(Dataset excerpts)
>>>>>
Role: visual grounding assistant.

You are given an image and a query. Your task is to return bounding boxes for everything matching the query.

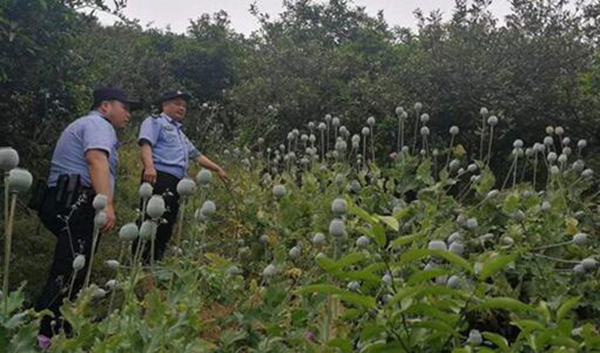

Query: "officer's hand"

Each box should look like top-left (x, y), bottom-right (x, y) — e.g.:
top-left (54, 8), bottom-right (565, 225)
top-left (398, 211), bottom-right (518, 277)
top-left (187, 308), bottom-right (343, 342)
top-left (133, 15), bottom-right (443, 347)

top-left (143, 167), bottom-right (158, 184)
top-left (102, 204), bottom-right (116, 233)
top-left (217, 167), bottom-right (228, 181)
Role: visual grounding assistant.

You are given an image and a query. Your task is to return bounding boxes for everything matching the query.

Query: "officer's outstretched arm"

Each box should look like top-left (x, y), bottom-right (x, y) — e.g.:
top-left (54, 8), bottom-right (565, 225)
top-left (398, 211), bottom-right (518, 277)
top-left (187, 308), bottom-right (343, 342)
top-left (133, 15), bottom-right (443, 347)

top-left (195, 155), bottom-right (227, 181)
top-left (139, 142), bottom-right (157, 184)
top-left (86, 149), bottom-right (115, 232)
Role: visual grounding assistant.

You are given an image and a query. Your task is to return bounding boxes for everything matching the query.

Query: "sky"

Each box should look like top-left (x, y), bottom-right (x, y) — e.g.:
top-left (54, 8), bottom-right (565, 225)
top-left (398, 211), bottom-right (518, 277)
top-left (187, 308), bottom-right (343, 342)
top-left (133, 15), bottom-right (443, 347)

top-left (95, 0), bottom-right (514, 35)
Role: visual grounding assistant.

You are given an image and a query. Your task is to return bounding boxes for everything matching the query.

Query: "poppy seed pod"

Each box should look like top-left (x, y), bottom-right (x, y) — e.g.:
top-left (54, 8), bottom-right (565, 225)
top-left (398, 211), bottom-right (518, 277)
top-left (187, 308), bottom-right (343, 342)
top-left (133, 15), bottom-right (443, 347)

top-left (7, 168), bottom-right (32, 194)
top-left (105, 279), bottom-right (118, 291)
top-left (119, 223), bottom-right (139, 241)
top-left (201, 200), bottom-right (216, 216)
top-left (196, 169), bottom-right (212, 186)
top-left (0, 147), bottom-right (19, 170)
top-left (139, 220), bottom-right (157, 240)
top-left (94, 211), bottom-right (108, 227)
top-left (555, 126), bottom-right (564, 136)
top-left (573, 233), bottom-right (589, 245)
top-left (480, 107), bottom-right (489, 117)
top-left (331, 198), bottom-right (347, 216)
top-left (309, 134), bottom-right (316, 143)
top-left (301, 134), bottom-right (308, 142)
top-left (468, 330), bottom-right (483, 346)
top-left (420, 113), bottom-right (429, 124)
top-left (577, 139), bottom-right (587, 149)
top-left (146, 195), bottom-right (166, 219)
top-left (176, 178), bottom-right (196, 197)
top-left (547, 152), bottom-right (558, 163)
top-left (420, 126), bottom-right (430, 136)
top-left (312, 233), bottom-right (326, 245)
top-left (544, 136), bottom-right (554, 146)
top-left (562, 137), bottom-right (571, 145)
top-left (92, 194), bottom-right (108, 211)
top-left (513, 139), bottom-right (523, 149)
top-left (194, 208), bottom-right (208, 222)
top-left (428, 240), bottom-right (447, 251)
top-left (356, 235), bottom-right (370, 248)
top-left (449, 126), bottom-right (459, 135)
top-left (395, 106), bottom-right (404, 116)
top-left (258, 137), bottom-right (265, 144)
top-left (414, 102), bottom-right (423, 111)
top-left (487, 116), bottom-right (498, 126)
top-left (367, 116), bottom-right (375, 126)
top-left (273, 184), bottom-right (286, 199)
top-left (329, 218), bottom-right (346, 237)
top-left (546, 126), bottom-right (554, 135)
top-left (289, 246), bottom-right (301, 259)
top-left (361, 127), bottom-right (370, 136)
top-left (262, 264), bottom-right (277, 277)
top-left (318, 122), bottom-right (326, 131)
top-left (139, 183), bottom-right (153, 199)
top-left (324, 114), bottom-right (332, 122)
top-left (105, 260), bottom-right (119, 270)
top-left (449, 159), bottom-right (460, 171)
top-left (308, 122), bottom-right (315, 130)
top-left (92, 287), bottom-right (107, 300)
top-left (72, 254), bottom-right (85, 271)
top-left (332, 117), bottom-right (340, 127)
<<<<<
>>>>>
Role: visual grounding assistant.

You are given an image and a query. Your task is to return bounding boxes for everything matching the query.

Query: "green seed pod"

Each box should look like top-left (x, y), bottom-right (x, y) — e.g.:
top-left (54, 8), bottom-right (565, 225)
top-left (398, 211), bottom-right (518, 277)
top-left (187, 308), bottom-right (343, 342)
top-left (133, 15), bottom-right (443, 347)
<<<<<
> _To do_:
Gather all lines of the records that include the word "seed".

> _Answer to the problem_:
Query: "poppy seed pod"
Query: "green seed pod"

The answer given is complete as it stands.